TO DO: Copy the stretch of the listing from the line containing "For each instance of the roof eave" through the line containing "(1006, 325)", keeping each line, and add -81 to every number in the point coordinates. Leave every other line of the listing out.

====

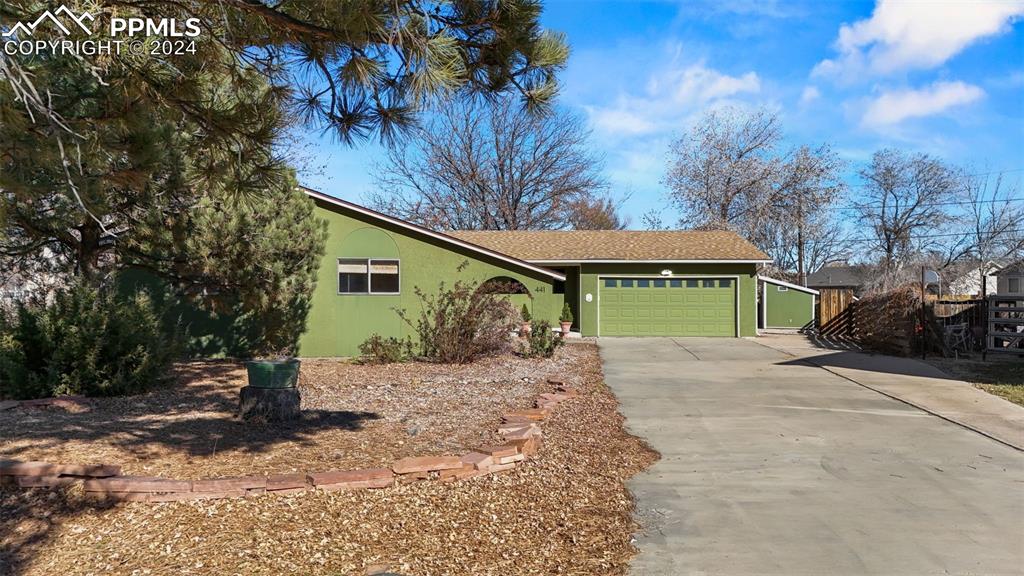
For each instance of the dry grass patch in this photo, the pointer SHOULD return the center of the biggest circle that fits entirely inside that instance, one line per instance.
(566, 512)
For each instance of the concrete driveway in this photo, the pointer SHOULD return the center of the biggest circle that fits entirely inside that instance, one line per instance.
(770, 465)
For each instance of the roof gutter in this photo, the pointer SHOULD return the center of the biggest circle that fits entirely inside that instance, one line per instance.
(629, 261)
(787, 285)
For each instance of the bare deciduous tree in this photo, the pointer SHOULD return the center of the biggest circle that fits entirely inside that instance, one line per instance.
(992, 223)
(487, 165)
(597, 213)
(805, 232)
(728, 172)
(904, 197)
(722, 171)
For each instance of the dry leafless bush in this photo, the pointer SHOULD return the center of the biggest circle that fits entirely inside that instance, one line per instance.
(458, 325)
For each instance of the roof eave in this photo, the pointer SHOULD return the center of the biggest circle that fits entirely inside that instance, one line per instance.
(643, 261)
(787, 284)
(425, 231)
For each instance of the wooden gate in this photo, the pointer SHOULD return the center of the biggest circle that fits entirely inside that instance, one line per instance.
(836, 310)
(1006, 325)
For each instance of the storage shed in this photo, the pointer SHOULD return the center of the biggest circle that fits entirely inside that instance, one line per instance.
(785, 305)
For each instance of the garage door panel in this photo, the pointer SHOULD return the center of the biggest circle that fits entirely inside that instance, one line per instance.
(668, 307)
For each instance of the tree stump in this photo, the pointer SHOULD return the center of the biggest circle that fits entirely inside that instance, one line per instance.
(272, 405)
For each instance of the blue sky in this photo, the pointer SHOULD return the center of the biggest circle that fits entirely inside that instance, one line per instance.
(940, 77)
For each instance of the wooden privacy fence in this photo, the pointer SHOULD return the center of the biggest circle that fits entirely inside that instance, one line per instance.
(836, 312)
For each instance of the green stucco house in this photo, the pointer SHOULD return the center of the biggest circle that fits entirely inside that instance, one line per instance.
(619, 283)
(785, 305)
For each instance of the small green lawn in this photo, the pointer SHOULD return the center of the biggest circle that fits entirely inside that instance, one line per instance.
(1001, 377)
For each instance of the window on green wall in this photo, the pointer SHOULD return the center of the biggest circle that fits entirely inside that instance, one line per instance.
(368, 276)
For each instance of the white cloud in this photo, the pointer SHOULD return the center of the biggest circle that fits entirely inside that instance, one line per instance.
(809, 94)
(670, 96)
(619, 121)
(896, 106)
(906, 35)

====

SOLVED EXERCISE:
For each instance of the roof eave in this photo, the pointer SHOULD return the center of the biggest circle that fits entirely inside that instance, one line per instance.
(562, 180)
(706, 203)
(344, 150)
For each instance of the wooden gate in this photo, the pointer SHOULD return the center of the biggest circle that fits entirely inside that instance, one line per instance.
(755, 229)
(925, 244)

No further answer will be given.